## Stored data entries
Start of Block
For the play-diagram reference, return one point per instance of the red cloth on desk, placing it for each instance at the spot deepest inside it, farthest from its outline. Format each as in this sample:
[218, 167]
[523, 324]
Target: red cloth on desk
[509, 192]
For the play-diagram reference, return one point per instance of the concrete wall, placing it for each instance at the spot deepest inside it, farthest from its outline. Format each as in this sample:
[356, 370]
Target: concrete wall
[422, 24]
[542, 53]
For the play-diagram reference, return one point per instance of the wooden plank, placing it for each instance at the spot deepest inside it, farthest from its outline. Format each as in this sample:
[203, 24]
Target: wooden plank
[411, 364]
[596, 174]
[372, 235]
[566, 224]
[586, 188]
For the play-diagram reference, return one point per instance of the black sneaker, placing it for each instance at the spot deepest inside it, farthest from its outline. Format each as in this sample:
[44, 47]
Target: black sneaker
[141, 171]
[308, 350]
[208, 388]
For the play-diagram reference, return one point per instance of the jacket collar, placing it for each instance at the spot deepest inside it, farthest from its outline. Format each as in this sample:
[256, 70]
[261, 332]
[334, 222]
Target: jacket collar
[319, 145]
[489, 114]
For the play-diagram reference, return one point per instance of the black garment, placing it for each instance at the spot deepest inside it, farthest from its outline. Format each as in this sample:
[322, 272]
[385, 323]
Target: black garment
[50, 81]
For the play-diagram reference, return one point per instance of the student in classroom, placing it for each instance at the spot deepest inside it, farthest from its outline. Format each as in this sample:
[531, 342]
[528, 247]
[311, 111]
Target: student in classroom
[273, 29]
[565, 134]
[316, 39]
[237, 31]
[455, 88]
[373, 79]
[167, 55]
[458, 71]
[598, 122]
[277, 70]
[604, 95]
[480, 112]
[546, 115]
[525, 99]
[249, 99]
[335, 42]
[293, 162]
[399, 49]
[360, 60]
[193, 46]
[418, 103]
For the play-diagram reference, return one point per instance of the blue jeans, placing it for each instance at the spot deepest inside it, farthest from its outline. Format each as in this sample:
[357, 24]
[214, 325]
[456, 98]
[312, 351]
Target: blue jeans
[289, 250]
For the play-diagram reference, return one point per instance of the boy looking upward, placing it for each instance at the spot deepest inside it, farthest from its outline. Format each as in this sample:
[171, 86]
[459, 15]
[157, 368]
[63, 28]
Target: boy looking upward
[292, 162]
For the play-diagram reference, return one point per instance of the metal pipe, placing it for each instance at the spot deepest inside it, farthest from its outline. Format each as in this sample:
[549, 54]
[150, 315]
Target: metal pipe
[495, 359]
End of Block
## Your assignment
Verbatim reproduction of the entries is required.

## Answer area
For the play-diagram reference, return one point per instance of the red cloth on desk, placing it for each instance at the spot deepest inside it, farthest from its outline. Format each as in this sample:
[218, 167]
[523, 324]
Target: red cloth on desk
[509, 192]
For the play-diagram reference, return one point per instance of the concrete wall, placing it for each instance at the spot deepest inside it, farthest from its outline. Format each as in this sample:
[356, 370]
Target: concrete wall
[422, 24]
[542, 53]
For the play-diagram reference, return one point per instance of the wooden plank, placing it for each instance at the spot deepest inside it, farthest from its outline. Format each as in this sample:
[203, 24]
Target: wooden plank
[411, 364]
[596, 174]
[372, 235]
[566, 224]
[586, 188]
For the play-diagram reference, return one point per instance of the black sneaker, placing it for each instance at the spot deepest inside it, farthest from its outline. Format each as in this sample:
[44, 47]
Target: black sneaker
[141, 171]
[308, 350]
[208, 388]
For the play-diagram reference, return one point per instance of the jacket collar, placing it for each instance at the spot deepest inside it, farthest from its outline. Format each as in this sample:
[256, 70]
[261, 332]
[334, 222]
Target: jacket collar
[319, 145]
[489, 114]
For the play-diagram reference, return one point per instance of the black garment, placing it for each instance at the spot deepest inside it, farthest from its outline. Format each as in this sample:
[322, 272]
[385, 323]
Target: black garment
[50, 81]
For the play-diagram reference, return one point per instance of the student in classroom, placing it for each instance at the spot deepest inside it, farthest from its outline. Format each as in this sample:
[531, 342]
[528, 247]
[311, 111]
Target: student in classroom
[273, 29]
[565, 134]
[316, 39]
[237, 31]
[455, 88]
[373, 79]
[167, 55]
[458, 71]
[598, 122]
[277, 70]
[604, 95]
[480, 112]
[546, 115]
[525, 99]
[249, 99]
[335, 42]
[293, 162]
[399, 49]
[360, 60]
[193, 46]
[418, 103]
For the play-diagram reference, return one point per instance of the blue jeans, placing it for each instance at the spot deepest inside it, farthest from its outline. Format each as in this sample:
[357, 24]
[214, 325]
[456, 98]
[312, 351]
Target: blue jeans
[289, 250]
For the play-diagram reference, return one point per instance of the boy looking upward, placing it for each instance at the spot deepest inside it, farthest from its outline. Format each as in this sample:
[171, 86]
[459, 15]
[157, 368]
[63, 28]
Target: boy looking upward
[292, 162]
For the play-diagram reference, return one point per instance of the metal pipe, placing it for each instance at the spot deepest inside it, farthest from its outline. Format each as in this sample:
[549, 54]
[150, 315]
Target: metal pipe
[495, 359]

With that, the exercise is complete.